Introduction
When working with data in Python it is often required to visualize the information. It simply makes it easier to understand and also might reveal hidden parts of the data set that is not obvious when looking at the raw numbers.
This post is a crash course on the matplotlib plotting library. We'll see how to plot basic diagrams such as bar chart, pie chart, line chart and scatter plot.
Matplotlib is not limited to use these basic diagrams though -- it does provide a comprehensive set of plotting functions., it's an excellent library. Matplotlib is also commonly used in the data science world of Python.
How to Install matplotlib
Like almost any other Python module, matplotlib can be installed using pip:
~ $ pip install matplotlib
Bar Chart
One of the most popular diagrams is the bar chart.
In order to demonstrate the charts with some meaningful examples going forward, we'll use soccer related sample data.
The code below creates a chart showing how many goals were scored in the world cups in the specified years.
import matplotlib.pyplot as plt
years = ["1974", "1986", "2018"]
goals = [97, 132, 171]
bars = plt.bar(years, goals)
for i, bar in enumerate(bars):
plt.text(bar.get_x(), bar.get_height() + 3, str(goals[i]))
plt.ylabel('Number of goals')
plt.show()
First, the module has to be imported and we'll refer to it as plt
.
The years variable is an array and contains the x coordinates. Similarly, goals holds the y values. We can also use tuples instead of arrays to store the values.

=== PROMPT A ===
Repeat word for word the part of the matplotlib tutorial between "How to Install" and "bars = plt.bar(years, goals)", inclusive.

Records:

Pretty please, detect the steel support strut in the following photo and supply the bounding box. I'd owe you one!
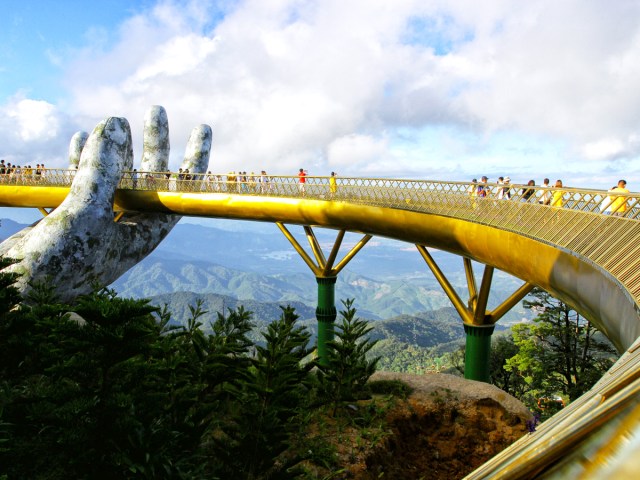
[276,222,371,365]
[416,245,534,383]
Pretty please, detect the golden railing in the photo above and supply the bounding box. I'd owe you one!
[6,169,640,316]
[0,169,640,479]
[0,169,640,216]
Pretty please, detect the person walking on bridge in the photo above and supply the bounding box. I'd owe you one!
[329,172,338,198]
[298,168,307,196]
[609,180,629,217]
[551,180,564,208]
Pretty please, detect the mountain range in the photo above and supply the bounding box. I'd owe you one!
[0,219,528,323]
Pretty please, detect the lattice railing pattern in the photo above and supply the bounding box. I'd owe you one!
[5,169,640,299]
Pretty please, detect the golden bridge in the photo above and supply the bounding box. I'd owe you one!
[0,170,640,479]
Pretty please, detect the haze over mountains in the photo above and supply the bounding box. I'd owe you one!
[0,215,529,355]
[0,219,523,321]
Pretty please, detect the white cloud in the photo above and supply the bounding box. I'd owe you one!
[0,0,640,188]
[5,98,59,142]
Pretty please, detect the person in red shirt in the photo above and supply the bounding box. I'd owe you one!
[298,168,307,195]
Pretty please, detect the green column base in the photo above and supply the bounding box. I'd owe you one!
[316,277,338,365]
[464,323,495,383]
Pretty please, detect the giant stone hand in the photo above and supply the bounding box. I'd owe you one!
[0,106,212,301]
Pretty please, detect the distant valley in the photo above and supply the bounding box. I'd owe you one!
[0,219,526,323]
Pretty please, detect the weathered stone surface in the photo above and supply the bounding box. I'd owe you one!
[0,106,212,300]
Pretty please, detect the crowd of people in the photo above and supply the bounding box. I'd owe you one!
[0,160,630,216]
[0,159,45,182]
[468,175,630,216]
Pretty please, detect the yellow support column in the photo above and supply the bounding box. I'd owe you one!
[416,245,534,383]
[276,222,371,364]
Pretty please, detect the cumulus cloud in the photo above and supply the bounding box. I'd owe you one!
[1,0,640,186]
[0,94,77,165]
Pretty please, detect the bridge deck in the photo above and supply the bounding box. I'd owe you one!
[0,171,640,478]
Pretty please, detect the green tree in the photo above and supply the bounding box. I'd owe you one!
[319,299,379,415]
[505,289,617,405]
[490,335,529,398]
[214,306,315,479]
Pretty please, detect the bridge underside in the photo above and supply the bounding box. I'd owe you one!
[0,186,640,479]
[105,190,640,351]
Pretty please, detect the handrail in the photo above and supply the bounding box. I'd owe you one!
[0,169,640,479]
[0,169,640,220]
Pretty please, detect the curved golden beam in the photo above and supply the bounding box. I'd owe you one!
[0,186,640,351]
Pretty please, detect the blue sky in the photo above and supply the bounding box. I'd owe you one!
[0,0,640,196]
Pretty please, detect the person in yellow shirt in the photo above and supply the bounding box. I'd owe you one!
[609,180,629,217]
[329,172,338,198]
[551,180,564,208]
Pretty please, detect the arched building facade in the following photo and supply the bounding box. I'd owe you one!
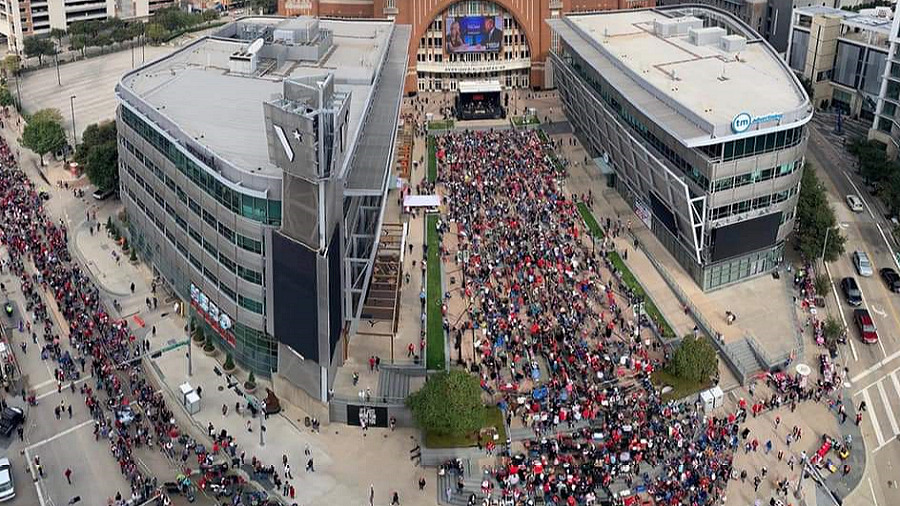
[278,0,655,94]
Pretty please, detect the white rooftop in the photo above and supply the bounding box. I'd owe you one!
[121,18,392,177]
[550,8,809,142]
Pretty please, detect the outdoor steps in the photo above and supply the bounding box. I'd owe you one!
[725,339,765,377]
[375,366,409,403]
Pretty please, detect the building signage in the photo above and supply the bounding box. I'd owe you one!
[731,112,784,134]
[347,404,388,427]
[191,283,237,347]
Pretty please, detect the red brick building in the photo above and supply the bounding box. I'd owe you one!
[278,0,655,93]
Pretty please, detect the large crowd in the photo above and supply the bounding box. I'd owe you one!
[0,133,280,506]
[438,130,738,505]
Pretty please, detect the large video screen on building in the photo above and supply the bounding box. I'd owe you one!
[444,16,503,53]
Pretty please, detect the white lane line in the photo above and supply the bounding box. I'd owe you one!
[25,420,92,451]
[863,390,884,447]
[844,170,875,220]
[850,350,900,384]
[825,262,861,362]
[876,381,900,437]
[24,448,47,506]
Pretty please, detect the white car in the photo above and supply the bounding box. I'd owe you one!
[853,250,872,278]
[0,457,16,502]
[846,195,864,213]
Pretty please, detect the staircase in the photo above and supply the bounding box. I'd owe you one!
[375,365,409,403]
[725,338,766,378]
[437,459,483,506]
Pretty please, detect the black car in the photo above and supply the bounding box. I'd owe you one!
[878,267,900,292]
[0,406,25,437]
[841,277,862,306]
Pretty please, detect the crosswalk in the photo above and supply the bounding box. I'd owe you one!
[854,368,900,451]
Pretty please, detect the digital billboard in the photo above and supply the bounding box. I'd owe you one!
[444,16,503,53]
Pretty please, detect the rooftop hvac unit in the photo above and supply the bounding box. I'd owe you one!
[688,26,728,46]
[720,35,747,53]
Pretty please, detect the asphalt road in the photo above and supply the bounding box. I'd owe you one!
[807,116,900,506]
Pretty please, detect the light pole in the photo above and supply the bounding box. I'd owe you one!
[69,95,78,148]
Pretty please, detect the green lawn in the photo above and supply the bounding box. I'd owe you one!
[577,202,604,239]
[426,135,437,183]
[650,369,712,401]
[425,214,444,371]
[428,119,454,130]
[609,251,675,338]
[425,406,506,448]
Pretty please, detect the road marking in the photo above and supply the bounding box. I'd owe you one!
[843,170,875,220]
[873,381,900,437]
[863,390,884,447]
[24,448,47,506]
[35,375,91,400]
[25,420,92,451]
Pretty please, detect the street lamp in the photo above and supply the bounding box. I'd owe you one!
[69,95,78,148]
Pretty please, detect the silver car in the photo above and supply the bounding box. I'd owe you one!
[0,457,16,502]
[853,250,873,277]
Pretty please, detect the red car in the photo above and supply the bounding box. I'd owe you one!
[853,309,878,344]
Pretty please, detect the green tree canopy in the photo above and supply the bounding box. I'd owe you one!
[75,121,119,190]
[667,336,719,382]
[24,36,56,64]
[795,163,847,262]
[0,86,16,107]
[406,369,485,436]
[21,109,66,165]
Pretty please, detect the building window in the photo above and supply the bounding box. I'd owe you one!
[238,265,262,285]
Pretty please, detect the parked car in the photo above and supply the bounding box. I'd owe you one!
[841,277,862,306]
[853,309,878,344]
[853,250,872,278]
[0,406,25,437]
[878,267,900,293]
[846,195,864,213]
[93,188,116,200]
[0,457,16,502]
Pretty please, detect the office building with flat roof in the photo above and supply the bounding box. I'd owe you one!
[116,17,409,401]
[548,6,813,290]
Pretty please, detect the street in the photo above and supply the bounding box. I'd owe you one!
[807,115,900,505]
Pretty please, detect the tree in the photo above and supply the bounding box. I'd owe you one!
[667,335,719,382]
[75,121,119,190]
[24,37,56,64]
[21,109,66,165]
[406,369,485,436]
[795,163,847,262]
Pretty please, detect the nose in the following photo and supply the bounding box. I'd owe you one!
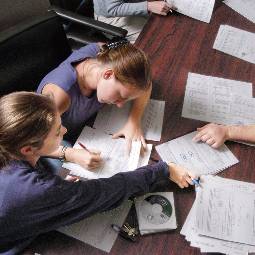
[116,101,125,108]
[61,126,67,135]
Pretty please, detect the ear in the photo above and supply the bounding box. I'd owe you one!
[20,145,35,157]
[103,69,114,80]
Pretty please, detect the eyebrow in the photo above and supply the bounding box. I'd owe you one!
[57,124,62,135]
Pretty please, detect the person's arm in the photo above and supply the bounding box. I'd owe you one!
[113,85,152,152]
[193,123,255,148]
[103,0,148,17]
[102,0,175,17]
[25,161,194,234]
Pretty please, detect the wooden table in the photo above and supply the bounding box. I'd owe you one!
[24,1,255,255]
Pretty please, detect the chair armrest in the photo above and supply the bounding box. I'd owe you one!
[49,5,127,37]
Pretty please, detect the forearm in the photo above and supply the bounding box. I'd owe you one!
[128,86,152,122]
[227,125,255,142]
[104,1,148,17]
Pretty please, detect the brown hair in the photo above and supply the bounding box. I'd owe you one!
[97,42,151,90]
[0,92,57,168]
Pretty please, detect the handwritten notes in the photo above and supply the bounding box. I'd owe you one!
[93,99,165,141]
[63,127,152,179]
[156,132,238,175]
[182,73,255,124]
[213,25,255,64]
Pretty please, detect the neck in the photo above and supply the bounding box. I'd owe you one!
[26,157,39,167]
[76,59,100,94]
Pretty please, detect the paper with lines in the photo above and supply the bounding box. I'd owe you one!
[213,25,255,64]
[196,176,255,245]
[63,126,152,179]
[155,132,239,175]
[182,73,255,125]
[167,0,215,23]
[180,179,255,255]
[224,0,255,23]
[93,99,165,141]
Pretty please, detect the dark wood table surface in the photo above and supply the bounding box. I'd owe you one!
[24,0,255,255]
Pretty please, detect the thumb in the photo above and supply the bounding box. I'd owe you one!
[112,132,123,139]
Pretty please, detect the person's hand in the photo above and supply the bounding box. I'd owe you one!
[65,148,102,169]
[65,175,80,182]
[192,123,229,149]
[112,121,147,154]
[168,162,197,189]
[147,1,177,16]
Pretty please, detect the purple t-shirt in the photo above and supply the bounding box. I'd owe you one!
[37,43,103,142]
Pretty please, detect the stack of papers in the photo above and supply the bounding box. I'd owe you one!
[182,73,255,125]
[58,201,132,252]
[156,132,238,175]
[93,99,165,141]
[135,192,177,235]
[63,126,152,179]
[224,0,255,23]
[181,176,255,255]
[167,0,215,23]
[213,25,255,64]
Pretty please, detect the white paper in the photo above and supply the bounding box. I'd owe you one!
[63,126,152,179]
[213,25,255,64]
[167,0,215,23]
[93,99,165,141]
[181,176,255,255]
[224,0,255,23]
[196,177,255,245]
[156,132,239,175]
[182,73,255,125]
[58,201,132,252]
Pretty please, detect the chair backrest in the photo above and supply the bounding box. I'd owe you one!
[0,13,71,95]
[0,0,50,31]
[49,0,94,17]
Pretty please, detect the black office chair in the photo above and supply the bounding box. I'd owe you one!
[50,0,127,48]
[0,8,127,95]
[0,13,71,95]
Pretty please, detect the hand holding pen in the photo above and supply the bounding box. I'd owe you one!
[168,162,200,189]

=== PROMPT B ===
Transcribe, unchanged, the lines in the listing between the lines holding "Pretty please, detect the forearm" and "[0,92,57,168]", inclusive.

=== OUTPUT A ===
How to Install matplotlib
Like almost any other Python module, matplotlib can be installed using pip:
~ $ pip install matplotlib
Bar Chart
One of the most popular diagrams is the bar chart.
In order to demonstrate the charts with some meaningful examples going forward, we'll use soccer related sample data.
The code below creates a chart showing how many goals were scored in the world cups in the specified years.
import matplotlib.pyplot as plt
years = ["1974", "1986", "2018"]
goals = [97, 132, 171]
bars = plt.bar(years, goals)

=== OUTPUT B ===
Pretty please, detect the forearm in the photo above and supply the bounding box. I'd owe you one!
[128,86,152,122]
[227,125,255,142]
[104,1,148,17]
Pretty please, detect the brown hair in the photo above and supply the bounding box. I'd owe you one!
[97,42,151,90]
[0,92,57,168]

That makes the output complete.